My hope is to offer encouragement to writers as well as those who simply love to read. You will find eclectic snippets here—news of projects I’m working on, comments regarding books I enjoy, favorite authors, quotes, and reflections regarding my own experiences. I especially like to write about my dreams—those parables in the night seasons. Symbols and metaphors delight and intrigue me. You will find them here.
I used the word "imperceptible" to describe myself. During a writing workshop the instructor provided several prompts. I chose When I'm imperfect...
What followed included a piece written about my discovery of a minuscule eggshell--or the piece of one. The fragile shard lay hidden in a pile of mown grass debris left by the side of the road. I saw its cracked edges peering from the yellowing mound, brushed it off and placed it on my palm so that I could get a better look. It was delicate--faint crack marks etched inside the broken shell. A bird must have struggled with some difficulty to break free.
As my piece was "workshopped," (a verb used to describe other writers providing gentle, productive feedback) one of the comments came from the instructor. "I think there may be a certain assertiveness missing here. Sometimes when there is a slightly tentative voice, the writer connotes some hesitation, some self doubt, and the reader picks up on that. You may want to consider increasing your assertiveness." This feedback rang true. I can be dangerously passive. There is a part of me that desires to stay small, yet paradoxically wants to be heard, wants others to read my work. Yet I often believe my work is not worth reading.
I wrote, "The shell is me too--imperfect, cracked, stained--almost imperceptible...and I don't know where the other half of this shell lies, either. I think I keep searching for it, perhaps with the incongruous hope that I can crawl back in, patch things up a bit and stay safe. Incubate."
I'm in that stuck place. Metaphorically speaking, I've ridden my bike to the coast, the warmth and salty sea beckoning me, the pastel blue waves lapping, speaking. Yet I can't pedal anymore. I'm weak. I'm inadequate. I'm vulnerable. I'm staring ahead at a concrete block where I'm parked, another gray block at my back. This stuck place offers no movement.

_Requirement:_ Continue the blog post about the cracked eggshell and the writer's stuck place, starting right after its final sentence.

_Extracted entries:_
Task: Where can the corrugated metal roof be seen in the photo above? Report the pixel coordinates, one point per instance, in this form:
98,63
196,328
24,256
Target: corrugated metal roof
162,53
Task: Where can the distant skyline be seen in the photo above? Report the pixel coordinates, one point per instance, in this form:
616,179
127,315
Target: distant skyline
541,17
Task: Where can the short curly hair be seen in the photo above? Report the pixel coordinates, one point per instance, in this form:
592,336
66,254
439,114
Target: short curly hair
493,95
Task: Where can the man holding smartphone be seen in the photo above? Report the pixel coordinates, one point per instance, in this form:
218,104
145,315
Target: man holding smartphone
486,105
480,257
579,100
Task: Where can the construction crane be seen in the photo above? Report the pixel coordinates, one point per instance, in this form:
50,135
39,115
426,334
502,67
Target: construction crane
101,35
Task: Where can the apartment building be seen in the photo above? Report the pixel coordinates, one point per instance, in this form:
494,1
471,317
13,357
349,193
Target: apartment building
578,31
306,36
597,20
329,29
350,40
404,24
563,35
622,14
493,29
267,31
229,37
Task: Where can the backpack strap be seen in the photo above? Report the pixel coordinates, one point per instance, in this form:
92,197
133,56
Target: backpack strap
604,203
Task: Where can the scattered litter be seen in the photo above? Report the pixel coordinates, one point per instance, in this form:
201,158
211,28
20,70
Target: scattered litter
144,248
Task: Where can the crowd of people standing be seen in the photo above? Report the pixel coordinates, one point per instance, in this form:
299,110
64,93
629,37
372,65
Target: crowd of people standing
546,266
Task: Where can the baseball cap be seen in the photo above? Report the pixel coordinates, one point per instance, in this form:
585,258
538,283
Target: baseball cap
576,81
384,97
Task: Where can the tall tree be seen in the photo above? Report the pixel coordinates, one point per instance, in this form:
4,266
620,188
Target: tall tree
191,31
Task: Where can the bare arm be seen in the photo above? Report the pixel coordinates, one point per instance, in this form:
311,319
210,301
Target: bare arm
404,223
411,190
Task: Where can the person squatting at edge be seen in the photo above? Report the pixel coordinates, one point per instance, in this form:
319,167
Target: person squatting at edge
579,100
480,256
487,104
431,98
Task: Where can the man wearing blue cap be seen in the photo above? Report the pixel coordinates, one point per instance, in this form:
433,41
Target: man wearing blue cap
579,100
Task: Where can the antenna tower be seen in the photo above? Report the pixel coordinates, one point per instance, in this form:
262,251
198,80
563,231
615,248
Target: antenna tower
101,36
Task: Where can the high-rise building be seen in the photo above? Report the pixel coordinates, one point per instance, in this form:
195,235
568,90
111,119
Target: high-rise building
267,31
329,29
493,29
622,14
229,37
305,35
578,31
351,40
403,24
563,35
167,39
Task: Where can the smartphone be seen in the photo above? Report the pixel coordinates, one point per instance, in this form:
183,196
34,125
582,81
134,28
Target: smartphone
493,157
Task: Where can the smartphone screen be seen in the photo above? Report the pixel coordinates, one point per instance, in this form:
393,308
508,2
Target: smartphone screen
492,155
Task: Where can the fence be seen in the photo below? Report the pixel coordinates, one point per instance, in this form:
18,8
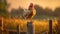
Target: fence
30,29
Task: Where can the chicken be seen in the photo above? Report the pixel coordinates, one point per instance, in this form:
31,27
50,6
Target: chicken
30,12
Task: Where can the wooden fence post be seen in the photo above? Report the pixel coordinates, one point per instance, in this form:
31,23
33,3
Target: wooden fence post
30,28
50,26
58,30
18,29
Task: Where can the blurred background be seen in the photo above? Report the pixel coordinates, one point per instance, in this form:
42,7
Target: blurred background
11,14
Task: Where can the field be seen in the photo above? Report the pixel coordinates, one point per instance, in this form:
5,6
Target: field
40,26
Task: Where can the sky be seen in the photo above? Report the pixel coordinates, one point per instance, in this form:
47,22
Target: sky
25,3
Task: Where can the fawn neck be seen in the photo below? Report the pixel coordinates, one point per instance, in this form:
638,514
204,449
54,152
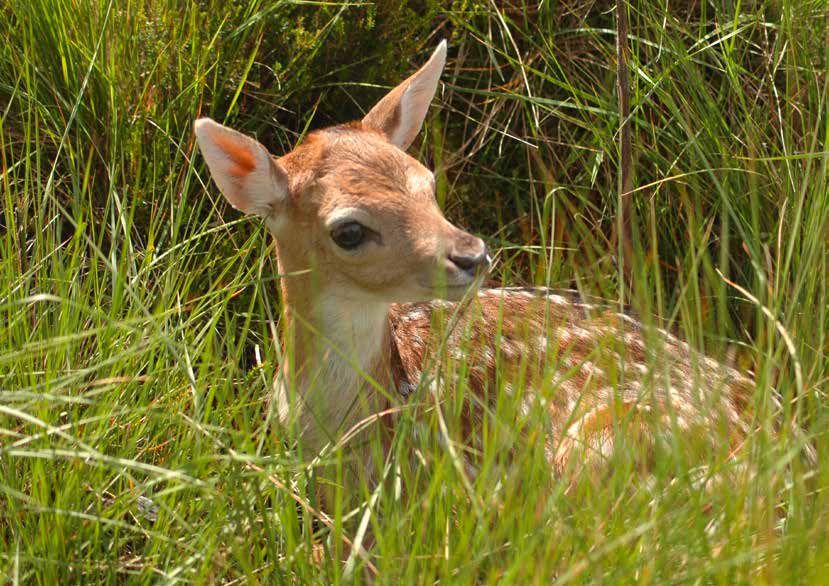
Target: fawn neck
337,343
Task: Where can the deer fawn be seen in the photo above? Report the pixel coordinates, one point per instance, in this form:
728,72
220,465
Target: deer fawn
365,252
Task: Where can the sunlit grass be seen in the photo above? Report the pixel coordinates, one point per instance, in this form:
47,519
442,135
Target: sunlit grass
139,316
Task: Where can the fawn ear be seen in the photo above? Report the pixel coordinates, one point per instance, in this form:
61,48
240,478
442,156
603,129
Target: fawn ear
243,169
399,115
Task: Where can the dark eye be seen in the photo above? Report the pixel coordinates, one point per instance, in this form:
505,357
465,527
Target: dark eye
349,235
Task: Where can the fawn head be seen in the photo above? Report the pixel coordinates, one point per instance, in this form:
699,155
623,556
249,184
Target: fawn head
351,204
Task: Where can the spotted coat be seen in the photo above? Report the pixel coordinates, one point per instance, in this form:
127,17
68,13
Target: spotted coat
586,364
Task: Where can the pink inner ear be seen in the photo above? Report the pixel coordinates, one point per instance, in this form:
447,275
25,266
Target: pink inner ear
242,159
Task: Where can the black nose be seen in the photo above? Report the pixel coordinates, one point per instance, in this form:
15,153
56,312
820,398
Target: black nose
470,262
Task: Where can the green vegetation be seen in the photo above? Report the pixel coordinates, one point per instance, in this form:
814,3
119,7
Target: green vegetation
138,312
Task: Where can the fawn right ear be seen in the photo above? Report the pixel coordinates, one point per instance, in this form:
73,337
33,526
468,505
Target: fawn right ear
400,114
243,169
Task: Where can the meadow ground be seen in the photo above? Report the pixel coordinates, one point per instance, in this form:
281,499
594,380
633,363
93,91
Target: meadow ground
139,313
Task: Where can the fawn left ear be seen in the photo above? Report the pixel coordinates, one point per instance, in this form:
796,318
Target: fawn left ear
243,169
399,115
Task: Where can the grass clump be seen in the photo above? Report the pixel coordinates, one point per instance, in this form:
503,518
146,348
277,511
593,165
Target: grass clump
140,315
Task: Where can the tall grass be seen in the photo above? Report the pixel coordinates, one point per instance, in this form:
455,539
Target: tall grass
140,315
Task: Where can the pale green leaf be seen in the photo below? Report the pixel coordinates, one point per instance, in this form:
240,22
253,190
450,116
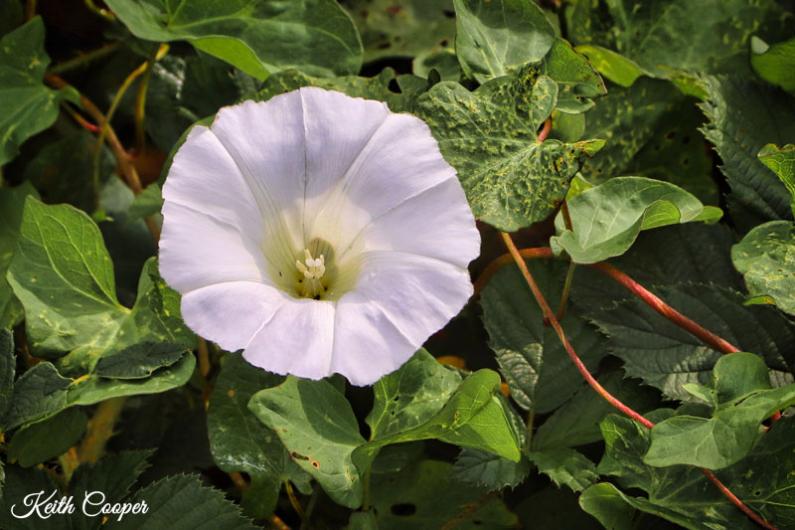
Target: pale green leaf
497,37
606,219
256,36
766,258
26,105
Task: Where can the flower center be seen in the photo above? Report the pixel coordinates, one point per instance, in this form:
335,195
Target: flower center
313,269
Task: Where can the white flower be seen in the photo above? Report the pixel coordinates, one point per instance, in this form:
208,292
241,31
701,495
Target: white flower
317,232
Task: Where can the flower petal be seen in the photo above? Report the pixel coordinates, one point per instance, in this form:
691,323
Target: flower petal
410,298
230,314
204,177
197,251
437,223
297,340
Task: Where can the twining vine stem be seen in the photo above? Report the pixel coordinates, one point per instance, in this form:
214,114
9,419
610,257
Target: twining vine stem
549,315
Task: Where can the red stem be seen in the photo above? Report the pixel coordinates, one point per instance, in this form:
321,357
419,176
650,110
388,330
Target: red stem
653,301
591,380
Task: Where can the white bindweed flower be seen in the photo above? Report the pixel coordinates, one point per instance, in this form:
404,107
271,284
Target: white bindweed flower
318,233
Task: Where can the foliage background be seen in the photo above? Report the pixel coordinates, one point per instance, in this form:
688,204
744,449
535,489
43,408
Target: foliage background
537,106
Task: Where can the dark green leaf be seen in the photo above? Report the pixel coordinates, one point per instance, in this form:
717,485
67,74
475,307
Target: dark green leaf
47,439
766,258
775,64
743,117
489,136
240,442
495,38
26,105
425,497
665,356
182,503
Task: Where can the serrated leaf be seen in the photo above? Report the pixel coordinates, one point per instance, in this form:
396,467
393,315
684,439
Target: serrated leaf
775,64
425,497
566,467
743,117
766,258
489,136
8,363
537,369
705,36
47,439
317,426
496,38
743,399
257,36
665,356
577,421
240,442
26,105
402,28
682,495
606,219
182,503
12,202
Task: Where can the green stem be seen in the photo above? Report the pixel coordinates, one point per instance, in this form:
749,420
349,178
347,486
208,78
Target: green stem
85,58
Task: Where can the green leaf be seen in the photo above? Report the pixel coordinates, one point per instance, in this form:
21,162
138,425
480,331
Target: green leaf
426,497
12,202
47,439
62,169
182,503
766,258
42,391
256,36
662,37
683,496
538,371
140,360
410,396
606,219
403,28
489,136
26,105
781,160
743,399
608,505
665,356
63,275
495,38
8,363
612,65
566,467
241,443
377,87
742,118
577,421
651,130
775,64
317,426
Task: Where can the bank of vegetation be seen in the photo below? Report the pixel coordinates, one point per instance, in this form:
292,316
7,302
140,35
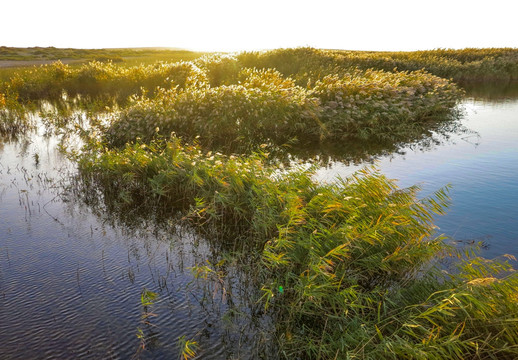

_Exercise response:_
Life feels too hard--my job a wet blanket I can't shake off one more time. I let the smotherng weight of it rest on my shoulders, clammy and uncomfortable. Heavy.
Daily life is expensive. The car needs work. That much? Really?
The gray already showing in my hair? No, I can't have the gray. There are children starving. I am too vain. But I go ahead and dish out the money--relieved that I look better--at least to me.
A notice in the mail. Your mammogram is past due. It's been a year?
And the roof. Yes, that's in need of replacement. Nineteen years already?
And the financial guy--"You really need to save more. Retirement looms, and you're not near where you should be. Your will needs updating too." Attorney fees. More money.
And the marriage. We are quintessential ships passing in the night. Different schedules. Different energy levels. Going through the motions. Emotionally distant. "What do you need at Walmart?" "Did you call Pete to get the estimate for the repair?" A goodnight kiss, a thread of connection. "I love you," we whisper. A faint heartbeat. We long for the weekends.
It can happen early--that drive to be perfect. Linear. Following all the rules. No mercy. A good friend told me recently that when she was a young girl, she wore undies embroidered with the days of the week. She said she felt guilty if she realized she wore Tuesday on Thursday or Monday on Friday--her mind and heart disturbed that she was somehow out of synch--not following the days of the week in perfect order.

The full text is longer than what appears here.